## Work to do
A) Using the dividend and emerging-growth-company excerpt, decide whether each statement below agrees with it. Answer yes or no for each and quote the deciding words.
(i) The company intends to keep paying a regular monthly dividend of $0.023625 per share on its common stock.
(ii) The company has chosen not to adopt the reduced disclosure requirements.
(iii) One way the company's emerging growth company status could end is annual gross revenues exceeding $1 billion.
B) Please retype the part of the dividend and emerging-growth-company excerpt between "We currently intend" and "in the future.", inclusive.
C) Answer these questions from the dividend and emerging-growth-company excerpt:
(i) About how much does the annual dividend come to in aggregate?
(ii) Which section of the JOBS Act provides that an emerging growth company can use the extended transition period?
(iii) How much non-convertible debt, issued over what period, would end emerging growth company status?

## Excerpted passage
-- -- --

We currently intend to continue to pay a regular monthly dividend on our common stock of $0.023625 per share ($0.2835 per share annually), or an aggregate of approximately $5.6 million on an annual basis. However, our future dividend policy is subject to our compliance with applicable law, and depends on, among other things, our results of operations, financial condition, level of indebtedness, capital requirements, contractual restrictions, restrictions in our debt agreements and in any preferred stock we may issue in the future, business prospects, and other factors that our board of directors may deem relevant. Dividend payments are not mandatory or guaranteed; there can be no assurance that we will continue to pay a dividend in the future.
Taking advantage of the reduced disclosure requirements applicable to emerging growth companies may make our common stock less attractive to investors.
We are an “emerging growth company,” as defined in Section 2(a) of the Securities Act, as modified by the JOBS Act. As such, we are eligible to take advantage of certain exemptions from various reporting requirements that are applicable to other public companies that are not emerging growth companies including, but not limited to, (i) not being required to comply with the auditor attestation requirements of Section 404(b) of the Sarbanes-Oxley Act; (ii) reduced disclosure obligations regarding executive compensation in our periodic reports and proxy statements; and (iii) exemptions from the requirements of holding a non-binding advisory vote on executive compensation and of shareholder approval of any golden parachute payments not previously approved. We have elected to adopt these reduced disclosure requirements. We cannot predict if investors will find our common stock less attractive as a result of our taking advantage of these exemptions and as a result, there may be a less active trading market for our common stock and our stock price may be more volatile.
In addition, Section 107 of the JOBS Act also provides that an emerging growth company can take advantage of the extended transition period provided in Section 7(a)(2)(B) of the Securities Act for complying with new or revised accounting standards. In other words, an emerging growth company can delay the adoption of certain accounting standards until those standards would otherwise apply to private companies. We are choosing to take advantage of this extended transition provision. See “—Risks Related to the Ownership of Our Common Stock—Our election to take advantage of the JOBS Act extended accounting transition period may make our financial statements more difficult to compare to other public companies.”
We could remain an emerging growth company through 2021 or until the earliest of (i) the last day of the first fiscal year in which our annual gross revenues exceed $1.07 billion; (ii) the date that we become a “large accelerated filer” as defined in Rule 12b-2 under the Exchange Act, which would occur if the market value of our common stock that is held by non-affiliates exceeds $700 million as of the last business day of our most recently completed second fiscal quarter; and (iii) the date on which we have issued more than $1 billion in non-convertible debt securities during the preceding three-year period.
Our election to take advantage of the JOBS Act extended accounting transition period may make our financial statements more difficult to compare to other public companies.

-- -- --

## Record list
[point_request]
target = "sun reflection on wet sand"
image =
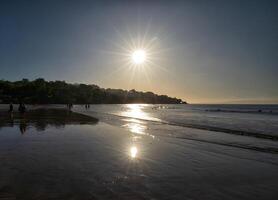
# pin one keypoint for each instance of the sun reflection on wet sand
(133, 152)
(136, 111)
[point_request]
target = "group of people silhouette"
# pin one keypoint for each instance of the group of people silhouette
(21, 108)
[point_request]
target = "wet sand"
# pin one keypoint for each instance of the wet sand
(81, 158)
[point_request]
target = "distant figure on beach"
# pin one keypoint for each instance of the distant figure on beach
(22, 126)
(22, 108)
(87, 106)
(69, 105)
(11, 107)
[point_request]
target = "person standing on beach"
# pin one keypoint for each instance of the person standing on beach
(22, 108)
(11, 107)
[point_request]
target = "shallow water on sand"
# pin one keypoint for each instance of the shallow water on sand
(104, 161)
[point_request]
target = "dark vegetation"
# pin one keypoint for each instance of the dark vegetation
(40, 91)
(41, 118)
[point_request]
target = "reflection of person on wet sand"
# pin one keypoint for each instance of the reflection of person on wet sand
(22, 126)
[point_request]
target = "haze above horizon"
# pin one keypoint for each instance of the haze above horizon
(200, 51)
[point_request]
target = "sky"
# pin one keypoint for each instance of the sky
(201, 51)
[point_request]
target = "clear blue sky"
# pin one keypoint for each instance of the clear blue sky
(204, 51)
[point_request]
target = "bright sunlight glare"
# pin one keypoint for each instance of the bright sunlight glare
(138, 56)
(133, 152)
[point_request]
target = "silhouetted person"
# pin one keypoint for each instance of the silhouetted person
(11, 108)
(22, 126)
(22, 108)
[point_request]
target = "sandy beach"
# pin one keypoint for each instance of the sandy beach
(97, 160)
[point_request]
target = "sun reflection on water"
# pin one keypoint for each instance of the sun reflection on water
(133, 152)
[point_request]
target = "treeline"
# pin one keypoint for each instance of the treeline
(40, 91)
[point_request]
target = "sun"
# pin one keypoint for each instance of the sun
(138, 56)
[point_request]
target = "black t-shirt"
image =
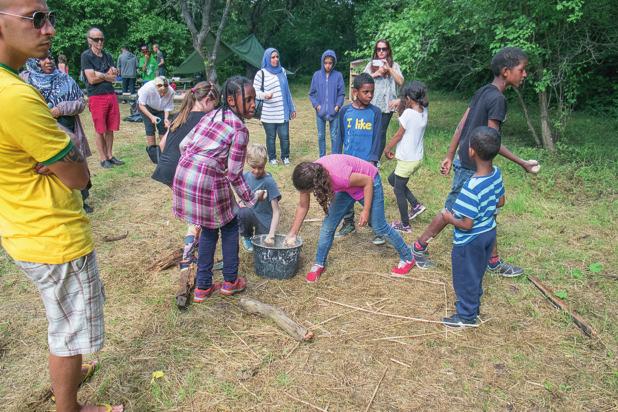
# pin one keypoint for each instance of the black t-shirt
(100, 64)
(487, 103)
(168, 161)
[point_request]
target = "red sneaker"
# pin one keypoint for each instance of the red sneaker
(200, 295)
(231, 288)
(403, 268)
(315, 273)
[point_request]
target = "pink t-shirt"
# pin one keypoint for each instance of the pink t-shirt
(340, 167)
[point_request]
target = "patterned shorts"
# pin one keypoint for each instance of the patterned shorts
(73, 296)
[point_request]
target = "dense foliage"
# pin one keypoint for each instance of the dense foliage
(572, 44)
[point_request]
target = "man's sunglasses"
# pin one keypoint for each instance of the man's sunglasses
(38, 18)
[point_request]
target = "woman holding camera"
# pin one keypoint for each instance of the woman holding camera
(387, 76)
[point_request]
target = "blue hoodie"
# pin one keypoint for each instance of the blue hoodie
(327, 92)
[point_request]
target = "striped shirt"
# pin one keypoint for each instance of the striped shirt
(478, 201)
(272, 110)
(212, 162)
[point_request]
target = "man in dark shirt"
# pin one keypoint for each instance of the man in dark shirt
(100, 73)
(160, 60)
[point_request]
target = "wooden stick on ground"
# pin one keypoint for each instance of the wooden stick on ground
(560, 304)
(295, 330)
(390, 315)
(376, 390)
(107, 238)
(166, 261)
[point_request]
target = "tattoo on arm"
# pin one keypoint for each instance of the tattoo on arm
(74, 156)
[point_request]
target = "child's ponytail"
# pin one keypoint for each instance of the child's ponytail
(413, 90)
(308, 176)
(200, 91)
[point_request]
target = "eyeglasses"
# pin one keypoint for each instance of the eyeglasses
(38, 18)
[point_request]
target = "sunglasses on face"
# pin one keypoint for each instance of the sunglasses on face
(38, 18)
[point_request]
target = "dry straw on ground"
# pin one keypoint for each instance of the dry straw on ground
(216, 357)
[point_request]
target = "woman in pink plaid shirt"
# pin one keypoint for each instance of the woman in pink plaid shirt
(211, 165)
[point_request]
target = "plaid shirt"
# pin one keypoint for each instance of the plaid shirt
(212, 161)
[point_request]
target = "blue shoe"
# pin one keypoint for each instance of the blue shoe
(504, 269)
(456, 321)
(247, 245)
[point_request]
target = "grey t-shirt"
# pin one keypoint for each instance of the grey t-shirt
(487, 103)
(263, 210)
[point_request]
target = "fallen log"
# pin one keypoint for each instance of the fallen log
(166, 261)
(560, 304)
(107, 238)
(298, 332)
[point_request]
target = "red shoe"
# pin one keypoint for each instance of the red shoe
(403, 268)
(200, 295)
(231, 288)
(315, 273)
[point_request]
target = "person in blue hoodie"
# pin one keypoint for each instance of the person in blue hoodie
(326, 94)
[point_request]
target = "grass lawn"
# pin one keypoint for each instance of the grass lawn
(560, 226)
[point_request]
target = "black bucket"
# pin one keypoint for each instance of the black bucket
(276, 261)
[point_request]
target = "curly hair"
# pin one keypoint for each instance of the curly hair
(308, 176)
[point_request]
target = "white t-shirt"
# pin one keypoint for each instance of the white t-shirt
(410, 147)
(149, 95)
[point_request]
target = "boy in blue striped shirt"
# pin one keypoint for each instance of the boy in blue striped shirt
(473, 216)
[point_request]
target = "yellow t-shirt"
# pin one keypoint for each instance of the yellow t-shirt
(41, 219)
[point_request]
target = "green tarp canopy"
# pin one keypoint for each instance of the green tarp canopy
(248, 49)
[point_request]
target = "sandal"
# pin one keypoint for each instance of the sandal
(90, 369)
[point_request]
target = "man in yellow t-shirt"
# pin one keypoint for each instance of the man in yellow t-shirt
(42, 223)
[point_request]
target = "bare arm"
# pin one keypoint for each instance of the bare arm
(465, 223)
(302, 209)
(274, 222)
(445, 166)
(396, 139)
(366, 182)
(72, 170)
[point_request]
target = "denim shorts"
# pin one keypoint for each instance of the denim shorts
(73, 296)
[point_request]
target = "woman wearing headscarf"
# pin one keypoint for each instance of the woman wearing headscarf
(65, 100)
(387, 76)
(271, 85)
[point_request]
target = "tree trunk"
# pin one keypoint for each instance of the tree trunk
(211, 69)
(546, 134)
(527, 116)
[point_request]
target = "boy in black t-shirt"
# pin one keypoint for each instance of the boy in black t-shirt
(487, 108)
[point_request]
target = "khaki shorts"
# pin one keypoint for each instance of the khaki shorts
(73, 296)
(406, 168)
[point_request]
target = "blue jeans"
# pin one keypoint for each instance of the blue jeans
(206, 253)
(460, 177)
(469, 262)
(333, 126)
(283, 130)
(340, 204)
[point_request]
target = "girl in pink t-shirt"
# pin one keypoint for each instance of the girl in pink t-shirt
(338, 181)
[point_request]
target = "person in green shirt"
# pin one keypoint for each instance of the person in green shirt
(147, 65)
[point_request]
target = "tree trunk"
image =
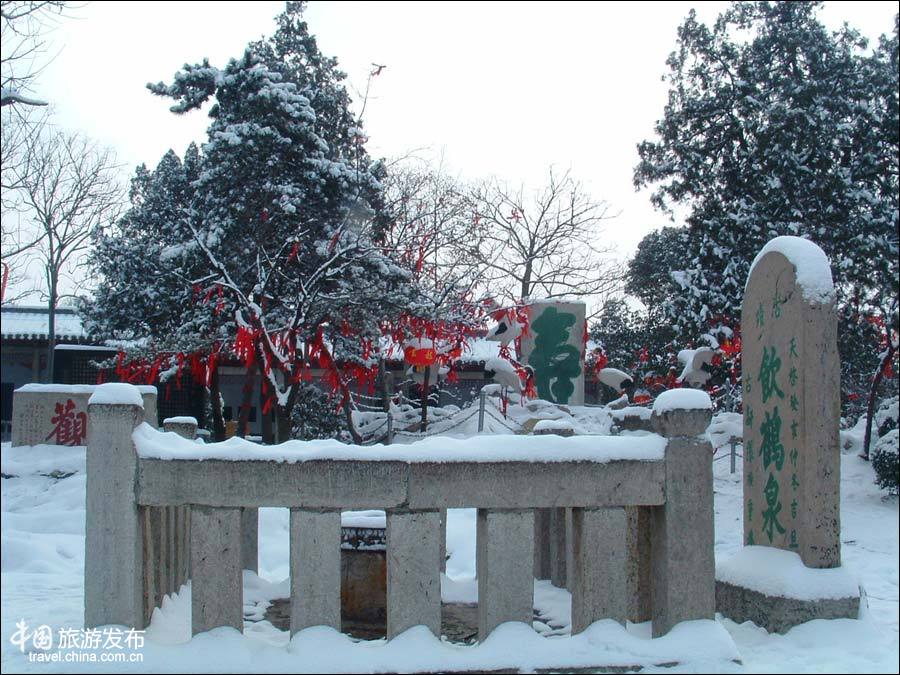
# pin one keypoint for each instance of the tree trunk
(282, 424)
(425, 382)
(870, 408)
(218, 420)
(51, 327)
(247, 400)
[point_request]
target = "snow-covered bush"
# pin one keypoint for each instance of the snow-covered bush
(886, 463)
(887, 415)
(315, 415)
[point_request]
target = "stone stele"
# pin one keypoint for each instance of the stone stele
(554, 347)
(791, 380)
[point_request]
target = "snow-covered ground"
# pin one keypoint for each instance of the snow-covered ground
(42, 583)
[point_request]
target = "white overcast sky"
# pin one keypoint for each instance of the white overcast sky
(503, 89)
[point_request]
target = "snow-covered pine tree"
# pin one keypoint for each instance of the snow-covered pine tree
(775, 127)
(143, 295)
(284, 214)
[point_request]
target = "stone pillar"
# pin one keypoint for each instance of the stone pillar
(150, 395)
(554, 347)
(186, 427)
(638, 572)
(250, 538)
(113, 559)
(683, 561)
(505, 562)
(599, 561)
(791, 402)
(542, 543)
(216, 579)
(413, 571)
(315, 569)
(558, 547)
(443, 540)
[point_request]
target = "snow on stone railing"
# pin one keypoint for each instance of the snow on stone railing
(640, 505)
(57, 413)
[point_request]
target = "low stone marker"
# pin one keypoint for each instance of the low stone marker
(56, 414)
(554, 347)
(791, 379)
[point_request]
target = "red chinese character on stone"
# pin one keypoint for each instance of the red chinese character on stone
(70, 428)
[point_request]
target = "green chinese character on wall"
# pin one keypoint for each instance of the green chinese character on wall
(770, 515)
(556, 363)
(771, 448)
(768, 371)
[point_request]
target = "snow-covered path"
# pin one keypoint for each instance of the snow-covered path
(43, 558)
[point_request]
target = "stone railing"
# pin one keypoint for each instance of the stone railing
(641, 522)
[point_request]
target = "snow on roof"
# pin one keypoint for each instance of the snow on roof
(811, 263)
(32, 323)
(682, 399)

-- -- --

## Worked solutions
A)
(i) Yes: "We currently intend to continue to pay a regular monthly dividend on our common stock of $0.023625 per share"
(ii) No: "We have elected to adopt these reduced disclosure requirements."
(iii) No: "the last day of the first fiscal year in which our annual gross revenues exceed $1.07 billion"

B)
We currently intend to continue to pay a regular monthly dividend on our common stock of $0.023625 per share ($0.2835 per share annually), or an aggregate of approximately $5.6 million on an annual basis. However, our future dividend policy is subject to our compliance with applicable law, and depends on, among other things, our results of operations, financial condition, level of indebtedness, capital requirements, contractual restrictions, restrictions in our debt agreements and in any preferred stock we may issue in the future, business prospects, and other factors that our board of directors may deem relevant. Dividend payments are not mandatory or guaranteed; there can be no assurance that we will continue to pay a dividend in the future.

C)
(i) Approximately $5.6 million.
(ii) Section 107.
(iii) More than $1 billion during the preceding three-year period.